▸ Excerto do documento:
# # #

Os Verdes têm vindo sistematicamente aqui, na Assembleia da República, a denunciar a gravidade da

situação que se passa nas escolas portuguesas pelo facto de cada vez mais crianças chegarem às escolas

sem pequeno-almoço tomado, ou seja, em jejum.

Esta denúncia que Os Verdes têm feito na Assembleia da República decorre do crescente número de

relatos que nos chegam, designadamente das escolas em concreto, descrevendo a situação preocupante em

que essas crianças se encontram.

O Sr. Ministro da Educação diz que não há estudos concretos que revelem a dimensão desta realidade.

Mas já tivemos oportunidade de dizer ao Sr. Ministro que há coisas que não precisam de ser estudadas ao

pormenor para que se perceba a dimensão da sua realidade. Por exemplo, se não houvesse números

frequentes sobre o desemprego, todos perceberíamos, a olho nu, que o desemprego está a galopar em

Portugal, porque todos os dias à nossa volta há pessoas a cair no desemprego. É uma realidade

absolutamente evidente. Como absolutamente evidente é o facto de todas as pancadas que o Governo tem

dado ao nível económico e social no País estarem a gerar um empobrecimento tal que leva a que muitas

famílias não tenham já condições de se alimentarem condignamente. Pessoas que há meses conseguiam

alimentar-se neste momento não conseguem nem conseguem alimentar condignamente os seus filhos.

A Assembleia da República tem aqui várias hipóteses: ou enfia a cabeça na areia e finge que nada se

passa, ou vai, pura e simplesmente, em termos discursivos, dizendo «ai, que problema tão grande!» ou, então,

a hipótese que Os Verdes assumem, diz «não, isto não pode ser e temos de criar aqui uma solução!».

A solução que Os Verdes propõem é que se crie um programa de fornecimento de pequeno-almoço nos

apoios alimentares escolares. Ou seja, caberá aos encarregados de educação proceder à inscrição dos seus

educandos para beneficiarem deste pequeno-almoço quando o necessitarem e o entenderem e, quando

entenderem que já não necessitam, desinscrevem os seus educandos deste programa de fornecimento de

pequeno-almoço escolar.

Sr.as

e Srs. Deputados: Professores, pais e outras crianças relatam, com uma legítima dimensão da

gravidade da situação, que há cada vez mais crianças prostradas nas aulas de manhã, que há cada vez mais

crianças com falta de participação e com falta de atenção.

E, Sr.as

e Srs. Deputados, quanto a esta matéria, quem quiser falar de custos vai ter de falar também de

outros custos. Vai ter de falar dos custos para a saúde dessas crianças ou, melhor, do prejuízo para a saúde

destas crianças pelo facto de não tomarem o seu pequeno-almoço e vai ter de falar dos custos para o Estado

do insucesso escolar que esta questão poderá causar a essas crianças. É de tudo isto que poderemos falar.

# # #

▸ Entradas de dados:

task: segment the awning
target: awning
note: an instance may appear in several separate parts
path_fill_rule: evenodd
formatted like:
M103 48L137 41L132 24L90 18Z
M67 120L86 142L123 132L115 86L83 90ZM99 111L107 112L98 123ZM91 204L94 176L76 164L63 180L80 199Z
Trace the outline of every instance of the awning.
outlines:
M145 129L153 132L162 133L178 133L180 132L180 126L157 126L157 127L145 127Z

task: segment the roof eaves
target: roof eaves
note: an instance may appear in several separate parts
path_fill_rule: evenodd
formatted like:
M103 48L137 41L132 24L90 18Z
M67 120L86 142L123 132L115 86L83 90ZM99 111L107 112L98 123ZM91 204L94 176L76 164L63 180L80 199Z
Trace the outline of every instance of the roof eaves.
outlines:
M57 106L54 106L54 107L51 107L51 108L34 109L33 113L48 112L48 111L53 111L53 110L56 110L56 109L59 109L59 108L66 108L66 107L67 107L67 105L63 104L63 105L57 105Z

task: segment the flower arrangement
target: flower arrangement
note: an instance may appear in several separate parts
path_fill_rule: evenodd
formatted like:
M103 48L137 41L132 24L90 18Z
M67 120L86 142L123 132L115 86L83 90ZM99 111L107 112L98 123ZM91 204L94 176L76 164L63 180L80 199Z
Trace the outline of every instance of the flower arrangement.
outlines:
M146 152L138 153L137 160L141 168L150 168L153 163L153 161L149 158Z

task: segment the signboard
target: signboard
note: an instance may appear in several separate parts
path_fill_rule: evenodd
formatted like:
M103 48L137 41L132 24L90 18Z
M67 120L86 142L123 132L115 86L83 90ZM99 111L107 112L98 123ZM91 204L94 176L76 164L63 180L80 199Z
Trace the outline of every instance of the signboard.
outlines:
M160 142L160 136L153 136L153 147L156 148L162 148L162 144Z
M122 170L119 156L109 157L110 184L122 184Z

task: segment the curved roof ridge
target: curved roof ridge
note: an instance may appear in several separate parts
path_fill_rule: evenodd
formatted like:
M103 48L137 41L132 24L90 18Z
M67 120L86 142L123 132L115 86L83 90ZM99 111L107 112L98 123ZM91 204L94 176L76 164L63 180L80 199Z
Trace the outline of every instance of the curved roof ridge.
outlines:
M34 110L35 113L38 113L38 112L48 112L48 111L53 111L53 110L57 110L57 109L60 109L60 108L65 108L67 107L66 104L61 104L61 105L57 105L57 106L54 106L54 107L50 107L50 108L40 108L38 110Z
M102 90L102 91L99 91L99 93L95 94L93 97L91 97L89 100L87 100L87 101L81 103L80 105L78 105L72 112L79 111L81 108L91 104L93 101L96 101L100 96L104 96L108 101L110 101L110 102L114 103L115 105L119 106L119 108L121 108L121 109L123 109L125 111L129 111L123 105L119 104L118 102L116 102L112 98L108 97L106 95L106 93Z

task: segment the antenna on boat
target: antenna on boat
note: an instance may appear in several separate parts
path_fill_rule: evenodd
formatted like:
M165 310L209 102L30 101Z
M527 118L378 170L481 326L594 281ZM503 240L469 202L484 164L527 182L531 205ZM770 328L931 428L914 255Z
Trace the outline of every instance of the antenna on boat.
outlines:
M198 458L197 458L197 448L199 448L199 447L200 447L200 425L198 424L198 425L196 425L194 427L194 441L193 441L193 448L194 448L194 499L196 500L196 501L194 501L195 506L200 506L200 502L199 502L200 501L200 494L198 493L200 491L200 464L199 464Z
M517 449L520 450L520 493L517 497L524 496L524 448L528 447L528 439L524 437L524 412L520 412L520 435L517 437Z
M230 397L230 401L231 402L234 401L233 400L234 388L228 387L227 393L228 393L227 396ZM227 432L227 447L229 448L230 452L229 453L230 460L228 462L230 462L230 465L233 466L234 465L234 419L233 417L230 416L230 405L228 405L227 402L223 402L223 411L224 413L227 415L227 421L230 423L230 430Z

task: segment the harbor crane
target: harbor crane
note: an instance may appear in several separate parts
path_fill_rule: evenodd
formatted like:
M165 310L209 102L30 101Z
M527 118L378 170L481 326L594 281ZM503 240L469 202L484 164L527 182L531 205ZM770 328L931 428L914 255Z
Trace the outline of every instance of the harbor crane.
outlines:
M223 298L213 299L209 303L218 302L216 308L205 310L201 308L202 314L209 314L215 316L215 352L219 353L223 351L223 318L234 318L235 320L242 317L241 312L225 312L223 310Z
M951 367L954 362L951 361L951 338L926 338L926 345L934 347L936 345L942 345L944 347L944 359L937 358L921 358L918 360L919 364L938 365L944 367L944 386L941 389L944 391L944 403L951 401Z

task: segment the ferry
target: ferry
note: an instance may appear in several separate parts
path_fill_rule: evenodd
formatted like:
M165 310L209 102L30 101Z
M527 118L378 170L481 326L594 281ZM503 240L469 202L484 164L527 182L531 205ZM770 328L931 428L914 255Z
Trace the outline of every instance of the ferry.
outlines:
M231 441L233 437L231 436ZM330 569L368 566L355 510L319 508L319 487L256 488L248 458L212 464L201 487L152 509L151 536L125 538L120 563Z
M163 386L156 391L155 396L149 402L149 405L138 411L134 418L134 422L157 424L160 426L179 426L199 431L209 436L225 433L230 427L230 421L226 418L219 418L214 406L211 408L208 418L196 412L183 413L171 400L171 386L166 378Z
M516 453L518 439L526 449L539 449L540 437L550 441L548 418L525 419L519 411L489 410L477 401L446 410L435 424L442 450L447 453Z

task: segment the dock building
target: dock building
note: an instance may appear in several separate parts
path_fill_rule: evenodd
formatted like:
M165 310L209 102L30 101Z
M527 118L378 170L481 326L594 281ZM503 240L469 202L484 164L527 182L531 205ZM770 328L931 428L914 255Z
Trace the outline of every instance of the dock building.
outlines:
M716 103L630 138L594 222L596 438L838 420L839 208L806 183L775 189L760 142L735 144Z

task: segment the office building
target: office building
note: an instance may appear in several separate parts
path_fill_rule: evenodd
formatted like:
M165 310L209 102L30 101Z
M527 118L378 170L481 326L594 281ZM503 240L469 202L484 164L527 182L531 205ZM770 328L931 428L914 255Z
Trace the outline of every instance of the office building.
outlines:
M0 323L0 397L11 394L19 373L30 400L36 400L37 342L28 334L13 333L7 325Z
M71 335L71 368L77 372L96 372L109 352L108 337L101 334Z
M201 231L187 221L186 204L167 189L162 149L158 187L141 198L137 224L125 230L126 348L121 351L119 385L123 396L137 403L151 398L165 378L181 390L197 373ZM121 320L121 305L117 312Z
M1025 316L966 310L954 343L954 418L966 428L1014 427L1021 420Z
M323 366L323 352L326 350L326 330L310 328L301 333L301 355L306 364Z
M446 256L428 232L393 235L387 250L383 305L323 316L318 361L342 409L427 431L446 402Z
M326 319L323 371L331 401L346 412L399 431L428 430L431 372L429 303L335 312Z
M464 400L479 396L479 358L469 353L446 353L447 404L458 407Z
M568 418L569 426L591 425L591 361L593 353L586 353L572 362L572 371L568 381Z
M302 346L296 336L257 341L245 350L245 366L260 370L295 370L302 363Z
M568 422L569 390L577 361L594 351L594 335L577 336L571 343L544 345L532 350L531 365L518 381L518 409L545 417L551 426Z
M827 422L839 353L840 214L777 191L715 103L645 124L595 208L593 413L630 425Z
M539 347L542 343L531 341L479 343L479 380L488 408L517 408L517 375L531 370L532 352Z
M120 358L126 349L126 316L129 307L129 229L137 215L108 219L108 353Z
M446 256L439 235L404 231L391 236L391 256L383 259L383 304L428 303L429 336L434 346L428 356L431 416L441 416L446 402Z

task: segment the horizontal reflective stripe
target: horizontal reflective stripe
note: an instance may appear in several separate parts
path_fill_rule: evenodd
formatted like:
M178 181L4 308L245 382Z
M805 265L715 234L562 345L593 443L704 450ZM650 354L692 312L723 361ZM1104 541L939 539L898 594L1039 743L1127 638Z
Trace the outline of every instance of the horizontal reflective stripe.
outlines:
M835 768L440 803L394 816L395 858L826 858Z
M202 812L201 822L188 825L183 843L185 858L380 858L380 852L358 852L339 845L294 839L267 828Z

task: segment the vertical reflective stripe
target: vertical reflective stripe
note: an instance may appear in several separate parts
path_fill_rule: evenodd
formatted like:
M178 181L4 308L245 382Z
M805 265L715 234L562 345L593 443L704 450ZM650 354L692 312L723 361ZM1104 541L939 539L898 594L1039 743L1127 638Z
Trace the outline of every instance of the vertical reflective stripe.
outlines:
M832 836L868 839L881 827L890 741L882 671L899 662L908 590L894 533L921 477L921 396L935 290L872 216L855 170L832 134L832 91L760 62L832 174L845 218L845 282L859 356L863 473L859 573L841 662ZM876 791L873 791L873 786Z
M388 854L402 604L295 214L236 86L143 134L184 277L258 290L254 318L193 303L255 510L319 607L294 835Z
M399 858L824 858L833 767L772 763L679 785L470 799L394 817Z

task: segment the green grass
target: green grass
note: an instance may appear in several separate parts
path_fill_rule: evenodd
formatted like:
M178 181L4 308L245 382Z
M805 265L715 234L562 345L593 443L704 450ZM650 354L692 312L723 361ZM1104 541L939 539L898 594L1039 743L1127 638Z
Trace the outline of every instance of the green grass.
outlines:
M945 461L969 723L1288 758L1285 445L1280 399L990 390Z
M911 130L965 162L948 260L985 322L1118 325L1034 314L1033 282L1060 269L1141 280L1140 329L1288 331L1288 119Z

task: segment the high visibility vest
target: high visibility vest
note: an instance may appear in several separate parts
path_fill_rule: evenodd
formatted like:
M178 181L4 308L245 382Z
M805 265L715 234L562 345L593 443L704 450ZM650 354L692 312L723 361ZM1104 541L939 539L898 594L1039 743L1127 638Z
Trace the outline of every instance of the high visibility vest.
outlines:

# # #

▸ Exercícios:
a: Segundo o discurso sobre o pequeno-almoço nas escolas, que hipóteses tem a Assembleia da República? Enumere-as todas.
b: No discurso sobre o pequeno-almoço nas escolas, a quem cabe inscrever as crianças no programa proposto?
Responda usando apenas o discurso sobre o pequeno-almoço nas escolas.

▸ Resultados por tarefa:
a:
- Enfiar a cabeça na areia e fingir que nada se passa.
- Ir, em termos discursivos, dizendo «ai, que problema tão grande!».
- Dizer «não, isto não pode ser e temos de criar aqui uma solução!», a hipótese que Os Verdes assumem.

b: Cabe aos encarregados de educação inscrever os seus educandos no programa.